Data for this exercise Block Start

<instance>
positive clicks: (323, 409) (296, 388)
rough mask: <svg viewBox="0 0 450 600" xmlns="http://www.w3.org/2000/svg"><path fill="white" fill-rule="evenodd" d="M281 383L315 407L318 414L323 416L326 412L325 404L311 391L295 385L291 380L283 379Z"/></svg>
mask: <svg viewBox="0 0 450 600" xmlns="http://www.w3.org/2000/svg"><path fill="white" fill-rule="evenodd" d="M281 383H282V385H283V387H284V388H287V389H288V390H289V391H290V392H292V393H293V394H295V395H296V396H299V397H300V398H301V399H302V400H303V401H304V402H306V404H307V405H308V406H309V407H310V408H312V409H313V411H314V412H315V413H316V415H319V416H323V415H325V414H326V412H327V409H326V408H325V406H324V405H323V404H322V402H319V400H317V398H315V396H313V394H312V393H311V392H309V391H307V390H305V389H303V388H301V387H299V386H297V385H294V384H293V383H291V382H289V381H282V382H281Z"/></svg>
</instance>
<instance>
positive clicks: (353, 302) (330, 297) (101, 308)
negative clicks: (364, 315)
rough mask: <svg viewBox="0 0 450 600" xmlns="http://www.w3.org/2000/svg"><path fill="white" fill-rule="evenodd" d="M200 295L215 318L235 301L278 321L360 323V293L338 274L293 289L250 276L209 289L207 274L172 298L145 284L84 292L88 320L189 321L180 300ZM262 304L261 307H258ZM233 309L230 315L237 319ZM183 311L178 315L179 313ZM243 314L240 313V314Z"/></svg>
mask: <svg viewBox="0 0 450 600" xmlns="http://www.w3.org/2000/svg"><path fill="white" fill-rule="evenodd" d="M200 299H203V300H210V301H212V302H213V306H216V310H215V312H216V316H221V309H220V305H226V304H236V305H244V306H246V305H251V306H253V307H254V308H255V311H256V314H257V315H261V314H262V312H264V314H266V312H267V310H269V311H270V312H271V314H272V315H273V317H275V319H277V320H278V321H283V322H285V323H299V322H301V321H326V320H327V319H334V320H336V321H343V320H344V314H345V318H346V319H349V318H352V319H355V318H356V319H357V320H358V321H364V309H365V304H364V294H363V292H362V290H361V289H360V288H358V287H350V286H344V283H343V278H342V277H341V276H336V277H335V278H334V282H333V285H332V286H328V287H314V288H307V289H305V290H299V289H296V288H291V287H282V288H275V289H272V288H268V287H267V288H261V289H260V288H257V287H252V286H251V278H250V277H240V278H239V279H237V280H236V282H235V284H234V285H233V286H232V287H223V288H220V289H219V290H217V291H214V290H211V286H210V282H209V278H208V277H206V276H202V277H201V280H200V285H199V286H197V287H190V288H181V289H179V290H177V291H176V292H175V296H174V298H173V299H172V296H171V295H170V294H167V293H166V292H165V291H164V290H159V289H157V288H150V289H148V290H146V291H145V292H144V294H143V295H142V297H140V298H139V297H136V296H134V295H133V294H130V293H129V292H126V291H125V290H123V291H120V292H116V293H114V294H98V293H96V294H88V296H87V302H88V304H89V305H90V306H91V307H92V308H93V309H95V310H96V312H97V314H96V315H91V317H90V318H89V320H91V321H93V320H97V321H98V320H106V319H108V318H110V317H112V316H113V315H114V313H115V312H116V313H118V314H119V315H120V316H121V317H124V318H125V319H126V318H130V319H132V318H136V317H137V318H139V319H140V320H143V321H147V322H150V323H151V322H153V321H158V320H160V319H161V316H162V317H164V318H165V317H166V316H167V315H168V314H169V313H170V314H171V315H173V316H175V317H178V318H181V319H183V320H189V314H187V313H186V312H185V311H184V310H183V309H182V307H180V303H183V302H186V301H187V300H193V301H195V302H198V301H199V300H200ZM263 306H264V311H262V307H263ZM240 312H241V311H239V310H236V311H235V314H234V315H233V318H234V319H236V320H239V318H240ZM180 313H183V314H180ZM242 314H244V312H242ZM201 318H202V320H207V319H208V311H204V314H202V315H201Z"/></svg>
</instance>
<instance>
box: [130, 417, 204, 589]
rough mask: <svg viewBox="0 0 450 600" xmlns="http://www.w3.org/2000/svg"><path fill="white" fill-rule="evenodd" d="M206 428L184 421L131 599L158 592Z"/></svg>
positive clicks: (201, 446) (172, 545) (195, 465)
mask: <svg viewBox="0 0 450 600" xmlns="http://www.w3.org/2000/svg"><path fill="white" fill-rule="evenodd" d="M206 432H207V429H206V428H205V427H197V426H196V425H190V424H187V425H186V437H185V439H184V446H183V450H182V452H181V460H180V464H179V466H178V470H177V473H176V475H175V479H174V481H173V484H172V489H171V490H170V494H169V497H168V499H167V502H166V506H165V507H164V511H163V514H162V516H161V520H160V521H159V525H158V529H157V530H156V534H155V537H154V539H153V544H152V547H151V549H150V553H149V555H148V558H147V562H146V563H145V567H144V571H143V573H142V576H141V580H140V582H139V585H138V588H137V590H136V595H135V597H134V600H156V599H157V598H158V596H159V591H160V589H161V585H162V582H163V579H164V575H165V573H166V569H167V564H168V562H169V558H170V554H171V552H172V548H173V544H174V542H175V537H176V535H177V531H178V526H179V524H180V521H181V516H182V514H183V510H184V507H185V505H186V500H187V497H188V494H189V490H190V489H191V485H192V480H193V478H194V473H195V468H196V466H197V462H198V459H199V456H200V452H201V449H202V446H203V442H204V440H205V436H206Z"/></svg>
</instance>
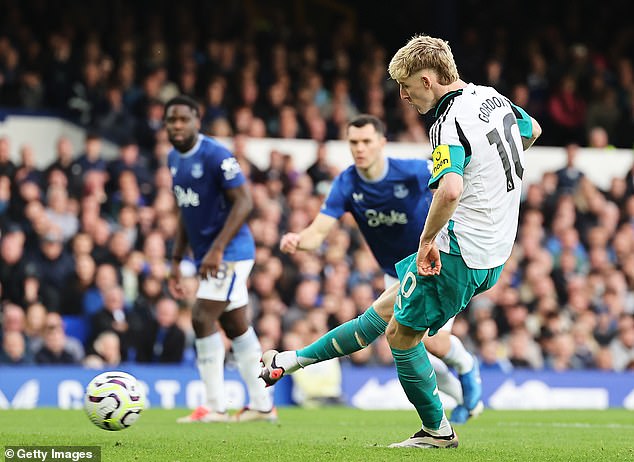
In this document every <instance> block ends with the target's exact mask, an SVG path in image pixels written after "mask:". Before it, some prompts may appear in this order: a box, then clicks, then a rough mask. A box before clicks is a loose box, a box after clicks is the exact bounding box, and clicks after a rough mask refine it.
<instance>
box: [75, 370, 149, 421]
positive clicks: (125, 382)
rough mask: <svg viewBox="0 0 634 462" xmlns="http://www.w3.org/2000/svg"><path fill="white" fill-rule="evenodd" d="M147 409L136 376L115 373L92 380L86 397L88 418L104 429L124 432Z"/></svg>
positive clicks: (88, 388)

Data for this exercise Block End

=== What is being asked ===
From the entries above, output every line exactly and omit any image.

=== Task solution ===
<instance>
positive clicks: (323, 409) (296, 388)
rough mask: <svg viewBox="0 0 450 600" xmlns="http://www.w3.org/2000/svg"><path fill="white" fill-rule="evenodd" d="M281 383L315 407L318 414L323 416L326 412L325 404L311 391L295 385L291 380L283 379Z"/></svg>
mask: <svg viewBox="0 0 450 600" xmlns="http://www.w3.org/2000/svg"><path fill="white" fill-rule="evenodd" d="M281 383H282V385H283V387H284V388H287V389H288V390H289V391H290V392H292V393H293V394H295V395H296V396H299V397H300V398H301V399H302V400H303V401H304V402H306V404H307V405H308V406H309V407H310V408H312V409H313V411H314V412H315V413H316V415H319V416H323V415H325V414H326V412H327V409H326V408H325V406H324V405H323V404H322V402H319V400H317V398H315V396H313V394H312V393H311V392H309V391H307V390H305V389H303V388H301V387H299V386H297V385H294V384H293V383H291V382H289V381H282V382H281Z"/></svg>
</instance>
<instance>
positive clicks: (353, 302) (330, 297) (101, 308)
negative clicks: (364, 315)
rough mask: <svg viewBox="0 0 450 600" xmlns="http://www.w3.org/2000/svg"><path fill="white" fill-rule="evenodd" d="M200 295L215 318L235 301L278 321L360 323V293L338 274L293 289L250 276L209 289L207 274L172 298L145 284L84 292L88 320L189 321L180 300ZM262 304L261 307H258ZM233 309L230 315L237 319ZM183 311L178 315L179 313ZM243 314L240 313V314Z"/></svg>
mask: <svg viewBox="0 0 450 600" xmlns="http://www.w3.org/2000/svg"><path fill="white" fill-rule="evenodd" d="M200 299H203V300H210V301H212V302H213V306H216V310H215V312H216V316H221V309H220V305H226V304H236V305H244V306H246V305H251V306H253V307H254V308H255V311H256V314H257V315H261V314H262V312H264V314H266V312H267V310H269V311H270V312H271V314H272V315H273V317H275V319H277V320H278V321H283V322H285V323H299V322H301V321H326V320H327V319H334V320H336V321H343V320H344V314H345V318H346V319H349V318H352V319H355V318H356V319H357V320H358V321H364V309H365V304H364V294H363V292H362V290H361V289H360V288H358V287H350V286H344V283H343V278H342V277H341V276H336V277H335V278H334V282H333V285H332V286H328V287H314V288H307V289H305V290H299V289H296V288H291V287H282V288H275V289H272V288H268V287H267V288H261V289H260V288H257V287H252V286H251V278H250V277H240V278H239V279H237V280H236V282H235V284H234V285H233V286H232V287H223V288H220V289H219V290H217V291H214V290H211V286H210V282H209V278H208V277H206V276H202V277H201V280H200V285H199V286H197V287H190V288H181V289H179V290H177V291H176V292H175V296H174V298H173V299H172V296H171V295H170V294H167V293H166V292H165V291H164V290H159V289H157V288H150V289H148V290H146V291H145V292H144V294H143V295H142V297H140V298H139V297H136V296H134V295H133V294H130V293H129V292H126V291H125V290H123V291H120V292H116V293H114V294H98V293H96V294H88V296H87V302H88V304H89V305H90V306H91V307H92V308H93V309H95V310H96V312H97V314H96V315H91V317H90V318H89V320H91V321H93V320H97V321H98V320H106V319H108V318H110V317H112V316H113V315H114V313H115V312H116V313H118V314H119V315H120V316H121V317H124V318H125V319H126V318H130V319H132V318H136V317H137V318H139V319H140V320H143V321H147V322H150V323H151V322H153V321H158V320H160V319H161V316H162V317H164V318H165V317H166V316H167V315H168V314H169V313H170V314H171V315H173V316H175V317H178V318H181V319H183V320H189V314H187V313H186V312H185V311H184V310H183V309H182V307H180V303H183V302H186V301H187V300H193V301H195V302H198V301H199V300H200ZM263 306H264V311H262V307H263ZM240 312H241V311H239V310H236V311H235V314H234V315H233V318H234V319H236V320H239V318H240ZM180 313H183V314H180ZM242 314H244V312H242ZM201 318H202V320H207V319H208V311H204V314H202V315H201Z"/></svg>
</instance>
<instance>
box: [130, 417, 204, 589]
rough mask: <svg viewBox="0 0 450 600" xmlns="http://www.w3.org/2000/svg"><path fill="white" fill-rule="evenodd" d="M206 428L184 421L131 599L158 592Z"/></svg>
positive clicks: (201, 446) (172, 545) (195, 465)
mask: <svg viewBox="0 0 450 600" xmlns="http://www.w3.org/2000/svg"><path fill="white" fill-rule="evenodd" d="M206 432H207V429H206V428H205V427H197V426H196V425H190V424H187V425H186V437H185V439H184V446H183V450H182V452H181V460H180V464H179V466H178V470H177V473H176V475H175V479H174V481H173V484H172V489H171V490H170V494H169V497H168V499H167V502H166V506H165V507H164V511H163V514H162V516H161V520H160V521H159V525H158V529H157V530H156V534H155V537H154V539H153V544H152V547H151V549H150V553H149V555H148V558H147V562H146V563H145V567H144V571H143V573H142V576H141V580H140V582H139V585H138V588H137V590H136V595H135V597H134V600H156V599H157V598H158V596H159V591H160V589H161V585H162V582H163V579H164V575H165V573H166V569H167V564H168V562H169V558H170V554H171V552H172V548H173V544H174V542H175V537H176V535H177V531H178V526H179V524H180V521H181V516H182V514H183V510H184V507H185V505H186V500H187V497H188V494H189V490H190V489H191V485H192V480H193V478H194V473H195V468H196V466H197V462H198V459H199V456H200V452H201V449H202V446H203V442H204V440H205V436H206Z"/></svg>
</instance>
In this document every <instance> block ends with the target's exact mask, an SVG path in image pixels written after "mask:". Before it, some prompts may appear in this order: a box, then clicks, then a rough mask. A box before clicks is a loose box, a box after clicks is the exact bounding box, and clicks after a rough mask refine it.
<instance>
box: [75, 370, 149, 421]
positive clicks: (125, 382)
rough mask: <svg viewBox="0 0 634 462" xmlns="http://www.w3.org/2000/svg"><path fill="white" fill-rule="evenodd" d="M147 409L136 376L115 373L92 380L86 397L88 418L104 429L124 432Z"/></svg>
positive clicks: (88, 388)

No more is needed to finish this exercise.